### WHAT TO PRODUCE
In your transcription, keep every record exact and leave out the pictures.
*** Opening RECORDS TO USE ***
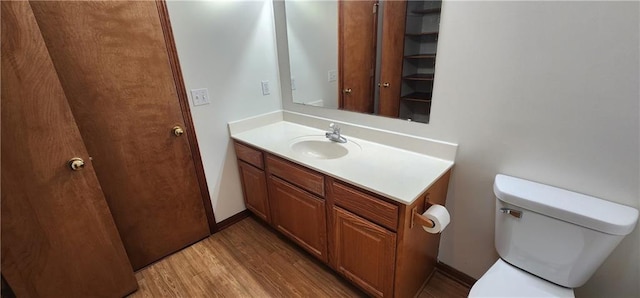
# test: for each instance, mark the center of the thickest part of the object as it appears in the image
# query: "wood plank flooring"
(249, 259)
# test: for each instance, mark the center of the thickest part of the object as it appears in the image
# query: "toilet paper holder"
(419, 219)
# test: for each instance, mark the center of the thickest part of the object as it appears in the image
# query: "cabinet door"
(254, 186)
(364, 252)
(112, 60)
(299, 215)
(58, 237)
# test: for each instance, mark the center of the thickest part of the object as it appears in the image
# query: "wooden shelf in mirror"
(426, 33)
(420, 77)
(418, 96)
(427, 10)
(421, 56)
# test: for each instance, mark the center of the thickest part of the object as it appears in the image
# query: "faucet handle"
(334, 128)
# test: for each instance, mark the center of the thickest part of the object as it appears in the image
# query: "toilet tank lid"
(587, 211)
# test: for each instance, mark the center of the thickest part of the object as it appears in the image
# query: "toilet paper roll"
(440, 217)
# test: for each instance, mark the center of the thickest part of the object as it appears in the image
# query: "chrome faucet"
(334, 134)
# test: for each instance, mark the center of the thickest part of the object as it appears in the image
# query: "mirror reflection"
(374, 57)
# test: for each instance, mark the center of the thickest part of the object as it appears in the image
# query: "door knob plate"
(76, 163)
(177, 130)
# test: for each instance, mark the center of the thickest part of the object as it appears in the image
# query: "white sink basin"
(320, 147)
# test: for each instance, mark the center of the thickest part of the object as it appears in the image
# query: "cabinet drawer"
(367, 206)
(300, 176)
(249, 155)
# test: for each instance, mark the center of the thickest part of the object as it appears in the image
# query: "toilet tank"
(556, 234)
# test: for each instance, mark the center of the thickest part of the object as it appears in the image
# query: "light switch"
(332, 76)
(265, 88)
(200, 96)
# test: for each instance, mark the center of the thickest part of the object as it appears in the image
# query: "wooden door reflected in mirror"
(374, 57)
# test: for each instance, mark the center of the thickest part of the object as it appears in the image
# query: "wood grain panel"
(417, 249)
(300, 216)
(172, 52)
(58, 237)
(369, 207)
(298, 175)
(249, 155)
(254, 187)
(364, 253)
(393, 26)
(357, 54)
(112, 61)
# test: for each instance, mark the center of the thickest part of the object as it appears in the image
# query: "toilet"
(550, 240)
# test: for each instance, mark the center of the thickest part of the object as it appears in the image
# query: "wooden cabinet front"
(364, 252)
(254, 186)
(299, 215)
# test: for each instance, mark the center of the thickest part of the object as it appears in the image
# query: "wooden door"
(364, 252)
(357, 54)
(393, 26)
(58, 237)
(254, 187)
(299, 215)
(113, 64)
*** Closing RECORDS TO USE ***
### FINISHED EXERCISE
# test: for each instance, mark the center of the thickest part of the object as it appears in the image
# query: "wood plank flooring"
(249, 259)
# test: for each instance, mark the center of the thickest part of the object as it appears in the image
# query: "toilet paper holder"
(419, 219)
# test: for each instance, mark the center of the thickest part of the object as it appears in the image
# query: "cabinet door"
(254, 186)
(364, 252)
(112, 60)
(299, 215)
(58, 237)
# test: for each instance, mark the center of the thickest part of the object as it appears in the image
# query: "wooden shelf in mirror"
(426, 33)
(420, 77)
(418, 96)
(427, 10)
(421, 56)
# test: for each instance, mark the center of the thickest part of the object as it appears in the image
# query: "faucet handle"
(334, 128)
# test: for each instance, mark the center of the thickest part of the object as it appears in the image
# query: "toilet tank lid"
(587, 211)
# test: for each instance, mark the center of the thickest part of the object as it appears in the image
# query: "toilet paper roll"
(440, 217)
# test: for each instance, mark the center of the thickest part of the object as it appears in the image
# query: "chrome faucet"
(334, 134)
# test: for each instance, mark the center of the thickest part of the object as it appears in the image
# query: "mirror reflection"
(374, 57)
# test: for each instance, mark the center of the thickest part of the object as it appears in the image
# query: "door knob plate"
(76, 163)
(177, 130)
# test: for each instance, mark the center of the thickest part of the object as it appears in the image
# query: "white sink basin"
(320, 147)
# test: for each instance, mark the center of the thickest part of the object as it appears in the image
# query: "cabinet drawer"
(367, 206)
(300, 176)
(249, 155)
# test: for each instance, mark the center of the thickest part of the object as it appears in the image
# query: "toilet tank"
(556, 234)
# test: for each instance, mark the center of the thickest part of the object as it appears in the image
# query: "light switch"
(332, 76)
(265, 88)
(200, 96)
# test: for each instance, mark the center of the thickest part of the object as it appears in the image
# query: "wooden door reflected in mirror"
(374, 57)
# test: for each instance, mark the center of the thickest part of the object as it appears in the image
# query: "wood grain panel"
(417, 249)
(300, 216)
(172, 52)
(58, 237)
(369, 207)
(298, 175)
(249, 155)
(254, 187)
(364, 253)
(393, 26)
(357, 54)
(112, 61)
# test: for each instance, mark the center of the thickest part of the object as it appears in the image
# query: "toilet"
(550, 240)
# test: for each instance, mark the center of the thickest part of the object as it appears in the image
# query: "wooden cabinet front"
(364, 252)
(254, 186)
(299, 215)
# test: for each instance, mark the center of the thickest part of the object as it appears in the image
# query: "wooden door"
(364, 252)
(357, 54)
(393, 26)
(58, 237)
(254, 187)
(299, 215)
(113, 64)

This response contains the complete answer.